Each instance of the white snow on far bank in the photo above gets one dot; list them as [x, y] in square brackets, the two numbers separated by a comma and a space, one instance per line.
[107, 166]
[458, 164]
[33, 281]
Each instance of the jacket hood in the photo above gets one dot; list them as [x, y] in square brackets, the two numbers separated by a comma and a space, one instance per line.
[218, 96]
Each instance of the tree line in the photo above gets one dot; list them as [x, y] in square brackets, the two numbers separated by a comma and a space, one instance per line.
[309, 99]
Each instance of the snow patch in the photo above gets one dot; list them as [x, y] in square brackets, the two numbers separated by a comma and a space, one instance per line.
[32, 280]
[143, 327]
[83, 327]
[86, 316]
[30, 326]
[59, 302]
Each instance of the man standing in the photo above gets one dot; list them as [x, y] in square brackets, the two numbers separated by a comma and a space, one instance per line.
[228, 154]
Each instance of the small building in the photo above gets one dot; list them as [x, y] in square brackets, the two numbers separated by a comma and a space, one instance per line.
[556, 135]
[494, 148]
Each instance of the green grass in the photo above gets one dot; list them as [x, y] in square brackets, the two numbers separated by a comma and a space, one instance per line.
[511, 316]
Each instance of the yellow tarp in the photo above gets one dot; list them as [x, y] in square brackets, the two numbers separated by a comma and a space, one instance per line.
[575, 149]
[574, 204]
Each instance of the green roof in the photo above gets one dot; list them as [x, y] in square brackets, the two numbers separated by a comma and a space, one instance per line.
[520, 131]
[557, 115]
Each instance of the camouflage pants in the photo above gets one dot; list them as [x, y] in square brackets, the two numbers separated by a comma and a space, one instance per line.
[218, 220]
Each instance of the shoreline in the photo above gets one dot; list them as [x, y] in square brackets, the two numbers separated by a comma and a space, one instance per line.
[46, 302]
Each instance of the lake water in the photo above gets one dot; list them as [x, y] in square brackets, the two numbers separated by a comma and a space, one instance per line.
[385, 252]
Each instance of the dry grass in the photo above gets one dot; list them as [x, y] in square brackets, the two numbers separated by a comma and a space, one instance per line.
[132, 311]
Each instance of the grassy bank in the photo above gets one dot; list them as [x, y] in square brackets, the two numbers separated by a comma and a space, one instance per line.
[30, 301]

### Work instruction
Set all of the entries down again, exactly as they were given.

### Response to the exercise
Each instance of the white snow on far bank in the photo above gets one dot; list them as [x, y] in square brackets, the two numbers separated by a comma and a space, one instance per line.
[107, 166]
[458, 164]
[33, 281]
Each instance of the jacket hood in the photo above gets one dot; list them as [x, y] in square brackets, the two numbers separated by a comma and a space, one instance per line.
[218, 96]
Each instance of the tree line in the photo above gets one dot; list them as [x, y] in square brackets, the two numbers separated by a comma and a space, one instance per line.
[309, 99]
Each instance of the snow patch in the photo above gets one dot; list them as [x, y] in square brackets, the two numbers separated by a comma and a space, one instance per line.
[32, 280]
[143, 327]
[83, 327]
[86, 316]
[30, 326]
[59, 302]
Each instance of the man standing in the photo above gets one dot; list them as [x, y] in square brackets, the two numbers separated by a comma and a space, one instance per line.
[228, 154]
Each instance of the small building in the photo above gets one dot; list them as [x, y] in square brackets, the two numbers separated by a comma and a space, one instance per line.
[556, 135]
[494, 148]
Each instance of the green grass in the photo above gets one dot; list them as [x, y] in square brackets, the two numbers separated by a comma and a space, one instance per line.
[511, 316]
Each instance of the yellow tarp in the photo above gets one dot; list them as [x, y] in square brackets, the two numbers separated by a comma and a space, one instance per line.
[575, 149]
[574, 204]
Each instance of the green roof in the photo above gets one dot; list them as [x, y] in square brackets, the two numbers separated by a comma and a space, one instance per line.
[520, 131]
[557, 115]
Each instance of the camouflage pants in the photo above gets one dot; list them as [x, y] in square brackets, the two numbers separated by a comma and a space, one instance per line.
[218, 220]
Each instance of the shoreline in the photo above gets one dot; list them as [x, y] in square brackets, the two numbers separated by a comma and a space, one instance per line.
[46, 302]
Each instance of the lake water in the photo above gets one dot; list them as [x, y] in square brackets, the two numbers separated by a comma and a space, one instance per line.
[385, 252]
Each instance of the dry grass in the photo above gets one dot; list them as [x, y] in square brackets, the two numbers separated by a comma and a space, one instance per line.
[132, 311]
Each instance of the grassy bank in the photo above gets one dot; list them as [x, y] in square brackets, the two numbers separated by a comma and a space, one instance per line.
[30, 301]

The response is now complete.